MATERIAL PROVIDED:
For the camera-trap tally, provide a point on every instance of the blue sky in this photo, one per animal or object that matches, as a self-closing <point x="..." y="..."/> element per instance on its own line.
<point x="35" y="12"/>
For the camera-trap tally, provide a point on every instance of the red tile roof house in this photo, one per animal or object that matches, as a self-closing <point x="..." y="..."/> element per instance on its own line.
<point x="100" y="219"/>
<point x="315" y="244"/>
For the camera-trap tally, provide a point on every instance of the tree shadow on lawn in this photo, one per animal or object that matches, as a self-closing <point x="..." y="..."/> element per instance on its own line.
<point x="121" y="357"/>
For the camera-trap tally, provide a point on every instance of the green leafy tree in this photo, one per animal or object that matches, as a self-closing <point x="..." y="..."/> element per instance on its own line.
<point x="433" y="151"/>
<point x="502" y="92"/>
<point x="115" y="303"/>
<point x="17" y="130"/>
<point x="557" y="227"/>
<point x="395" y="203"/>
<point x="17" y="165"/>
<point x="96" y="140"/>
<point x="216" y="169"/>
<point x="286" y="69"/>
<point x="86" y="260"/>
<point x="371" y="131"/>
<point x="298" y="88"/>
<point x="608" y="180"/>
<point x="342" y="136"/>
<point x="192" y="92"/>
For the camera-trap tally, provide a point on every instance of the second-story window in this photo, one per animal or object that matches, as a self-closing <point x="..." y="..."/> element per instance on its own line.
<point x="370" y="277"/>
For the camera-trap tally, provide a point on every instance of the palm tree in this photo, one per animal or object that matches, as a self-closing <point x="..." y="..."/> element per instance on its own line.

WRITTEN EXERCISE: Please quote the listing above word for word, from the line containing "of the second-story" through the end of the listing.

EXPECTED ANSWER:
For the camera-trap tally, provide a point on every instance of the second-story window in this photo, one per animal or object that matches, as a self-closing <point x="..." y="..."/> element per instance on its own line.
<point x="370" y="277"/>
For the camera-trap tally, provide a point on every instance of the palm tree in this photo, one per animal or object that matches, as a self-closing <point x="..." y="..."/> element per instance on its own line.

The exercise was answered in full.